- Try it: Within the records, find every line that includes the word "window" and copy it.

Referring expression pointing data
........

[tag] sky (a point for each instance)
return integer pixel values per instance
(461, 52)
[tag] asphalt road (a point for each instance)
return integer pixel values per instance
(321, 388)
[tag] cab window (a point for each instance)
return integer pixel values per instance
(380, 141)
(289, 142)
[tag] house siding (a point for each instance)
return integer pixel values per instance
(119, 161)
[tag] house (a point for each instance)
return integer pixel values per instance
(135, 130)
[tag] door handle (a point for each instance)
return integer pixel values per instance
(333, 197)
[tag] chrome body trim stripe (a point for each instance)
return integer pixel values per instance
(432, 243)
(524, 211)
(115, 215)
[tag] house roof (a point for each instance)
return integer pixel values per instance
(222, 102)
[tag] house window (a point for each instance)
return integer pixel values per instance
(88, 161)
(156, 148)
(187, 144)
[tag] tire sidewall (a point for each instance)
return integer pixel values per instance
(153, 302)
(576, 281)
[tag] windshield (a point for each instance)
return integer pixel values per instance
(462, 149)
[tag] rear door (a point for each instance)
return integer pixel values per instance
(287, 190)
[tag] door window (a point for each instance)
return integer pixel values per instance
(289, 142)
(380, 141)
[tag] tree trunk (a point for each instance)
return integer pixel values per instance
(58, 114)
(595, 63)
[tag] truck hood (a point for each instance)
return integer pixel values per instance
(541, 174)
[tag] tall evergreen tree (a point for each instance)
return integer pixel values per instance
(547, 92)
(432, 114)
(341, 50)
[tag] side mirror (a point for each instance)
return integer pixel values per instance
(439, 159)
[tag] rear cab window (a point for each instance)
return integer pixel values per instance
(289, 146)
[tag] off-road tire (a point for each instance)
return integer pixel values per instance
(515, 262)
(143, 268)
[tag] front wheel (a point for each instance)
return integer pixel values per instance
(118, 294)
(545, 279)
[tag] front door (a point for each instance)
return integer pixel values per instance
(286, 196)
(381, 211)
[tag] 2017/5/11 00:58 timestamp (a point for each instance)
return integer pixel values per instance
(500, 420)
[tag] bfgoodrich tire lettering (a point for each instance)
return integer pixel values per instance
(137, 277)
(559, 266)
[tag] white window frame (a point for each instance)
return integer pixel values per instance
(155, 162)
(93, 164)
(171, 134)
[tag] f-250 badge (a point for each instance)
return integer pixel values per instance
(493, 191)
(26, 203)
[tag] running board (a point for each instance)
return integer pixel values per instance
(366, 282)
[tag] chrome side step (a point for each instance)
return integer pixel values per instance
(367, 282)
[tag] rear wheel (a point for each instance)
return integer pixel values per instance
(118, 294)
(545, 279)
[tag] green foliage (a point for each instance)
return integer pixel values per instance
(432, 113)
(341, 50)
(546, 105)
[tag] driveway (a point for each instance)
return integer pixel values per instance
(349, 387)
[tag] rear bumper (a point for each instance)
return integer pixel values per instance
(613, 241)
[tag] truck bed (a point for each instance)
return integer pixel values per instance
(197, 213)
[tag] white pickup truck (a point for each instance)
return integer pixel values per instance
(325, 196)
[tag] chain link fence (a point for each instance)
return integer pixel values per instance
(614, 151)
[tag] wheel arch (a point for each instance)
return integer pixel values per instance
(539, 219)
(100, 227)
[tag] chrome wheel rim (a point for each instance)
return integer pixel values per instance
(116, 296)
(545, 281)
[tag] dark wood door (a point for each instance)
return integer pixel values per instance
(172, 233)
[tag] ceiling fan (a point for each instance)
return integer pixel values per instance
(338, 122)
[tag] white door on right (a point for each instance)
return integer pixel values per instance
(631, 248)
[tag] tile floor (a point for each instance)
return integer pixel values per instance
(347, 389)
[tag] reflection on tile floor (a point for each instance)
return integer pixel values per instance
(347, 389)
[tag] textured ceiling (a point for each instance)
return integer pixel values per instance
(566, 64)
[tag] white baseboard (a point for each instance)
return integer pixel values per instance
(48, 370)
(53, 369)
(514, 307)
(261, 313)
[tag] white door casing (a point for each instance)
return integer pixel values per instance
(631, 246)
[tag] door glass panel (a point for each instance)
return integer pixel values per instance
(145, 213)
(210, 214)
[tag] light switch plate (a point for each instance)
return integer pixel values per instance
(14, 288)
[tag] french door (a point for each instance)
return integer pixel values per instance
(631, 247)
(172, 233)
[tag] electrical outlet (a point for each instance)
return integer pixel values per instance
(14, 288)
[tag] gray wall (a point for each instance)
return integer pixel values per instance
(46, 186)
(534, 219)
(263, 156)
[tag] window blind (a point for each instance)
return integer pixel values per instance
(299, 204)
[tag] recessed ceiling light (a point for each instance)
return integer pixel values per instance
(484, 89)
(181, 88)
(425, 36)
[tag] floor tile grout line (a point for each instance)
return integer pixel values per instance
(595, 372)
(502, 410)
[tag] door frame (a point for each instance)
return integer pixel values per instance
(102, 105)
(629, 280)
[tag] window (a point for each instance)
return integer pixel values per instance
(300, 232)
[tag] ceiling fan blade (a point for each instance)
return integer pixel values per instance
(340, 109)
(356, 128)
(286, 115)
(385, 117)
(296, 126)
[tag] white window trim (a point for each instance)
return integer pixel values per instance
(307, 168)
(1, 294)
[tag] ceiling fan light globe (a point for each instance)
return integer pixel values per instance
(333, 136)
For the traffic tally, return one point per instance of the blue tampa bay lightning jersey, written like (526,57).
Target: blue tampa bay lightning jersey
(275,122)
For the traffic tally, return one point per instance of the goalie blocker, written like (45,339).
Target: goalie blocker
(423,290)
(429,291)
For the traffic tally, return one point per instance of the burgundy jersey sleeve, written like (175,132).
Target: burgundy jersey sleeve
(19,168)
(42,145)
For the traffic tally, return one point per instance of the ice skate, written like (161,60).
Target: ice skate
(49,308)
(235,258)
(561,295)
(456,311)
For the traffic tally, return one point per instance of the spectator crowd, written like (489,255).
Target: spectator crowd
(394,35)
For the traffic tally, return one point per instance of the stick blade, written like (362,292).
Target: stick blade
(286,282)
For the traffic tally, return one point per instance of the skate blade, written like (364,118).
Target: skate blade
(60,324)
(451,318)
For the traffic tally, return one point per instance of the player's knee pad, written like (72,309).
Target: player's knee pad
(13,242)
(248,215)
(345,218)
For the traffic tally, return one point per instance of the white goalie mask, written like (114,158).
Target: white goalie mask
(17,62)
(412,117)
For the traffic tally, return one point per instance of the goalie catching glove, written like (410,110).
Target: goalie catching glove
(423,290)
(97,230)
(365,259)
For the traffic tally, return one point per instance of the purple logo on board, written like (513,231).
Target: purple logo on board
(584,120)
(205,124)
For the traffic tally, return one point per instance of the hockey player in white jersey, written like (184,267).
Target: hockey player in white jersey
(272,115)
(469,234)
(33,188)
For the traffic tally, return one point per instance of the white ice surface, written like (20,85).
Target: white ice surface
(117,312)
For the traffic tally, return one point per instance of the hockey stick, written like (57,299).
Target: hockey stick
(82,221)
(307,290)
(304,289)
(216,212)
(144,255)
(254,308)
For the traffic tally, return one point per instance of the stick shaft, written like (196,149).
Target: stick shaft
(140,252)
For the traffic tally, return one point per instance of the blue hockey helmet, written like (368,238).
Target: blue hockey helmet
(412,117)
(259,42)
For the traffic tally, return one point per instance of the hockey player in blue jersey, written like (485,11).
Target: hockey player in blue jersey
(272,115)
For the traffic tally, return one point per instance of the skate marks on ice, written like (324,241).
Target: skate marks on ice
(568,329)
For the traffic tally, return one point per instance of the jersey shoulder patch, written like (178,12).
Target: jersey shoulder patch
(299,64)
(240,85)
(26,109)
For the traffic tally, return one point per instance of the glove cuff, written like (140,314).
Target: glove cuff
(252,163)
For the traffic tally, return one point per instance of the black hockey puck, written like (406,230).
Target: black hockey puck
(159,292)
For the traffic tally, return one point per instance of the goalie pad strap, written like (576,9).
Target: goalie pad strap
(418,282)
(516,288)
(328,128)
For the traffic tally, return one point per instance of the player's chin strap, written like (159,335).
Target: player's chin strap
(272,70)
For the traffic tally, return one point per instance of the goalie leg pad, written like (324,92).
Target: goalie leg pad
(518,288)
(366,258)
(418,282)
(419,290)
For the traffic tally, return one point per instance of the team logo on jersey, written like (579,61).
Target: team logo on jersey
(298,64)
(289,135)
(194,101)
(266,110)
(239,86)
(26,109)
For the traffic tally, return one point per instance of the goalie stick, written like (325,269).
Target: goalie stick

........

- Worked solution:
[tag] cab window (a point for each instance)
[tag] house window (a point for each instance)
[tag] door window (a point for each instance)
[tag] rear cab window (a point for each instance)
[tag] white window frame (a point for each instance)
[tag] window blind (a point for each instance)
[tag] window (a point for each instance)
[tag] white window trim (a point for each instance)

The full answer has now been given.